%%

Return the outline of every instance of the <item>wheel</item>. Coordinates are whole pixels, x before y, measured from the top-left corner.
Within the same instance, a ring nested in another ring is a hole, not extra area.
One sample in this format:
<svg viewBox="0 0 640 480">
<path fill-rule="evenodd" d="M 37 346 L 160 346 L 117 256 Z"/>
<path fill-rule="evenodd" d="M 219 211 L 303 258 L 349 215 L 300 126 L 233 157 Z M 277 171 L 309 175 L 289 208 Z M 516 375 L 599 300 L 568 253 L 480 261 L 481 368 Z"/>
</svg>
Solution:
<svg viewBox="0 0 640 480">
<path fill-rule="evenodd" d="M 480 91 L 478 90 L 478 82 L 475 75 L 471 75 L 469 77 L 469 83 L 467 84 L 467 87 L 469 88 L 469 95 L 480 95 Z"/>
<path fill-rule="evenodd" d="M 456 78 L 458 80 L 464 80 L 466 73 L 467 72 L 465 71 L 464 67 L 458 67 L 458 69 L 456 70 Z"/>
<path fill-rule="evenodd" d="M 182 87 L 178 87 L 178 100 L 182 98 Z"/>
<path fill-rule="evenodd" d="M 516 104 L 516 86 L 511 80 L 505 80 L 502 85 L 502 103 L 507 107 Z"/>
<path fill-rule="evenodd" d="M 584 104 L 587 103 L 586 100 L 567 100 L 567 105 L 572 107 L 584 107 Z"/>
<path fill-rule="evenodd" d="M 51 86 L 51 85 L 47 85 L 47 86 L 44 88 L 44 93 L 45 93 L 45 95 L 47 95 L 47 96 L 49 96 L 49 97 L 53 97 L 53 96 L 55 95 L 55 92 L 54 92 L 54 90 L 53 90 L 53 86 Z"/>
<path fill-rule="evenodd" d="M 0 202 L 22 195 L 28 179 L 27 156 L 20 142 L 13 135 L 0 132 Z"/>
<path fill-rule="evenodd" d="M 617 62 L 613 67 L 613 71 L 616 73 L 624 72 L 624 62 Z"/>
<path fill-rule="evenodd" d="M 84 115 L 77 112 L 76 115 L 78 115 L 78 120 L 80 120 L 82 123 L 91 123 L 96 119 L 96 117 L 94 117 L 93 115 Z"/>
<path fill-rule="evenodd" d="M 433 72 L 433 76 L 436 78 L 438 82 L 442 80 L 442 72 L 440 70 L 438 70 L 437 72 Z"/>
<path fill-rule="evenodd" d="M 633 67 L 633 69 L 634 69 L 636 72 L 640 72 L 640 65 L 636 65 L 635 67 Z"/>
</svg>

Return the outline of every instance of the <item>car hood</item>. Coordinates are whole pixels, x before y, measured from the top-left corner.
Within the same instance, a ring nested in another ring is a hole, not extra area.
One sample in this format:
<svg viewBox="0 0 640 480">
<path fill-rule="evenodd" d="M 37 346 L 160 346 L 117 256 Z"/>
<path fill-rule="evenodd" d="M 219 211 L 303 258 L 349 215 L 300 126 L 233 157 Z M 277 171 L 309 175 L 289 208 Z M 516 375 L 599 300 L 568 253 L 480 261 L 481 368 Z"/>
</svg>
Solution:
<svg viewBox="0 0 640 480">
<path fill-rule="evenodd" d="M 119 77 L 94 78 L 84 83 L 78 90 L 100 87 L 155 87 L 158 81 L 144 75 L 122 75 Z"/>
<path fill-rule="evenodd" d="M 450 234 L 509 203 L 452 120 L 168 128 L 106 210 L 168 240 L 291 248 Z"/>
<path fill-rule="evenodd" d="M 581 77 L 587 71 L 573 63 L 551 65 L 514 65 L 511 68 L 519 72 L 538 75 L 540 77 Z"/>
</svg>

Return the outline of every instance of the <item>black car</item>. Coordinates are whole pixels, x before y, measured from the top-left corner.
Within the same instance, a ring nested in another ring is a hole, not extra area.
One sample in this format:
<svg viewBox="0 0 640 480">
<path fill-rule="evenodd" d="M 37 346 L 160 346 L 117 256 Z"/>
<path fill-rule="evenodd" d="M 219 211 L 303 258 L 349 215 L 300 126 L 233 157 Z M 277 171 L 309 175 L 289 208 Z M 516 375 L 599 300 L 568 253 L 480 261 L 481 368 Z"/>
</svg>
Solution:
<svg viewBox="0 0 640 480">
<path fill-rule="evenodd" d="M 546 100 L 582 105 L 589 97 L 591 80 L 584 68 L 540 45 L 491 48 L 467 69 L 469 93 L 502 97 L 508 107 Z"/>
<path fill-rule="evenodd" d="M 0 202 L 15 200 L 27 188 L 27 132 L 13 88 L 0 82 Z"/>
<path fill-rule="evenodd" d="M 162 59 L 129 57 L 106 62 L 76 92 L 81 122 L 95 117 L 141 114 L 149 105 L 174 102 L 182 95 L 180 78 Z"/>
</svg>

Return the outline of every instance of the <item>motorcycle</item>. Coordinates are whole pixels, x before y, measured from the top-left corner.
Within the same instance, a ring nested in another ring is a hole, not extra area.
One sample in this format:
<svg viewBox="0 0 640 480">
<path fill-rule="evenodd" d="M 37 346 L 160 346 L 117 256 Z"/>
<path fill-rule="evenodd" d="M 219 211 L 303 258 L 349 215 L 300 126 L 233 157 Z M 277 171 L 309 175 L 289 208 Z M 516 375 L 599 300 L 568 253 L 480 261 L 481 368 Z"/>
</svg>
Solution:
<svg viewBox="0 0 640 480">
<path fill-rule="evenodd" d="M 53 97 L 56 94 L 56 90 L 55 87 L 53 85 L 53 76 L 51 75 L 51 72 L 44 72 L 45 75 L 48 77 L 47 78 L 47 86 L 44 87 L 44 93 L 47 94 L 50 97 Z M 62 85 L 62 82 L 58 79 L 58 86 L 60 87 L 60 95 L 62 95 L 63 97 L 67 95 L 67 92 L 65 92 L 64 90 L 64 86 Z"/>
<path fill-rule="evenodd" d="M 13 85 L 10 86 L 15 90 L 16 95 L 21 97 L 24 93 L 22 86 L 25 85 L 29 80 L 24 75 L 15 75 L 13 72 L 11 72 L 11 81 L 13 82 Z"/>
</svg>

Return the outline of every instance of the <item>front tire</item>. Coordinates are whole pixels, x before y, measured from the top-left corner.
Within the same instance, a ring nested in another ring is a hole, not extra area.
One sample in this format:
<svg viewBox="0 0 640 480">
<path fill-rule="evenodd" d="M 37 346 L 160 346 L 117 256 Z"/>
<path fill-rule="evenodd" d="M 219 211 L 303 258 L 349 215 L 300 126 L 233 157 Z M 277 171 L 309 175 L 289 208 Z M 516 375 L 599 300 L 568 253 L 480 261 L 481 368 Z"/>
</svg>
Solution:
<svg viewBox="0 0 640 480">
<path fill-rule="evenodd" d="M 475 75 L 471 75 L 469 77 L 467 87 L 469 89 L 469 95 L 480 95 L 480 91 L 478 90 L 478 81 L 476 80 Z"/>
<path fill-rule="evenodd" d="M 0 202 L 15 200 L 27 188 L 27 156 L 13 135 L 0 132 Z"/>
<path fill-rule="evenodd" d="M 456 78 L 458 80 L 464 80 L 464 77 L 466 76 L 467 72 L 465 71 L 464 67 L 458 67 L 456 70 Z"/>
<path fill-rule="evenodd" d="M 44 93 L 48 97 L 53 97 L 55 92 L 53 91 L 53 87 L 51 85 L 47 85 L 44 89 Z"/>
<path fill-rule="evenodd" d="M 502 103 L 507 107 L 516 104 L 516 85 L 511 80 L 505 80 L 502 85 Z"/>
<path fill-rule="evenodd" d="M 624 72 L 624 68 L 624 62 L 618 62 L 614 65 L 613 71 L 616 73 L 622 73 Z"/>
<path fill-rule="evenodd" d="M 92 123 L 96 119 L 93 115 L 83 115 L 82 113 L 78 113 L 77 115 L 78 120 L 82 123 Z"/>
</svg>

%%
%%

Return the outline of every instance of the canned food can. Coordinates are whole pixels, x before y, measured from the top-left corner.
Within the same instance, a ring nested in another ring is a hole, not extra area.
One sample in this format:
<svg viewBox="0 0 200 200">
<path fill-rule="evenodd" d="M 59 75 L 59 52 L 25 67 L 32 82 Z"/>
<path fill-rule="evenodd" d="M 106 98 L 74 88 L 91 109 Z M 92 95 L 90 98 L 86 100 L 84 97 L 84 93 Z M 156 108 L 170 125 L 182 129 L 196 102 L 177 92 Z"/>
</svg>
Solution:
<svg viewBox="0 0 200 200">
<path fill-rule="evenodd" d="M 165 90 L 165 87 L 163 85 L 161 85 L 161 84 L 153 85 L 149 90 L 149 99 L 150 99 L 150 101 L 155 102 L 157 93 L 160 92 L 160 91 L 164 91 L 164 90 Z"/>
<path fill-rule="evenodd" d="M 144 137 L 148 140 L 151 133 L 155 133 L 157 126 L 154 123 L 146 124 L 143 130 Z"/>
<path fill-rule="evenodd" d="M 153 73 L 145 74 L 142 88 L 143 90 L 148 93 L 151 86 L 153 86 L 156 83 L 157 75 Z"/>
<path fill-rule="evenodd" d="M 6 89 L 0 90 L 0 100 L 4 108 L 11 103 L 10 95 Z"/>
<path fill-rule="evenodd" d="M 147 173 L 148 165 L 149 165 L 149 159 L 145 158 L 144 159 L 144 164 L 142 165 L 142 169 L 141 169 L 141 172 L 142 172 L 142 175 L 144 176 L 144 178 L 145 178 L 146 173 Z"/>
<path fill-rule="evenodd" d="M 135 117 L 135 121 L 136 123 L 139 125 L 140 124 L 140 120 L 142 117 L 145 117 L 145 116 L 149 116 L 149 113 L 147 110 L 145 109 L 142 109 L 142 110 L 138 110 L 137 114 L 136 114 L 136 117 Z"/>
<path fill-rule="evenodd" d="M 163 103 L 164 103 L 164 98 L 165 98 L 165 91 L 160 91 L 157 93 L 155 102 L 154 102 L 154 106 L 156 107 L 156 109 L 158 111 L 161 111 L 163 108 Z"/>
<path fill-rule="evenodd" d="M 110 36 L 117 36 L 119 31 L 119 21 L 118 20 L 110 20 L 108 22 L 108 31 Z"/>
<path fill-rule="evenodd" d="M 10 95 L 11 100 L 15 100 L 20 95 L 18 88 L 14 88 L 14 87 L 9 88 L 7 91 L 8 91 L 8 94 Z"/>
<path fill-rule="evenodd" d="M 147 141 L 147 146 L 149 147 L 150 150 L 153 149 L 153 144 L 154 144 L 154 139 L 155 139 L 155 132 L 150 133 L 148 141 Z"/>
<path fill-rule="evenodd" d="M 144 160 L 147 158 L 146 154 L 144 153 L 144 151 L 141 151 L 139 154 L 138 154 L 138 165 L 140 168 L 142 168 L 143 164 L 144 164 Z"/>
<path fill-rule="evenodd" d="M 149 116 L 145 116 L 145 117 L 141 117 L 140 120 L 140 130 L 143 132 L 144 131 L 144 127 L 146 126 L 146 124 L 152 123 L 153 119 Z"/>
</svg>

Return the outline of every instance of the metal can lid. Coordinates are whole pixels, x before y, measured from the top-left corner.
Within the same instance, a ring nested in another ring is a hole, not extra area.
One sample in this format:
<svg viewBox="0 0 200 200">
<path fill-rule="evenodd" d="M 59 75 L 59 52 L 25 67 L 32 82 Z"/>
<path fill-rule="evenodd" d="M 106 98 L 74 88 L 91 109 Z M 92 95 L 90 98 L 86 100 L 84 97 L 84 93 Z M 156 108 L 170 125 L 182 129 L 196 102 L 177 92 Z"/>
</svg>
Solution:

%%

Copy out every line from the records that has the word "Return".

Answer to this task —
Return the outline of every instance of the <item>wheel</item>. Coordinates are whole pixels, x before y, measured from the top-left corner.
Return the outline of every instance of the <item>car hood</item>. Coordinates are whole pixels, x before y, measured from the top-left corner.
Return the outline of every instance of the <item>black car</item>. Coordinates are whole pixels, x before y, measured from the top-left corner.
Return the outline of every instance of the <item>motorcycle</item>. Coordinates are whole pixels, x before y, measured from the top-left corner.
Return the outline of every instance of the <item>front tire</item>. Coordinates are whole pixels, x before y, measured from the top-left corner.
Return the outline of every instance of the canned food can. Coordinates are whole pixels, x before y, measured from the top-left corner.
Return the outline of every instance of the metal can lid. Coordinates are whole pixels, x before y, measured from the top-left corner.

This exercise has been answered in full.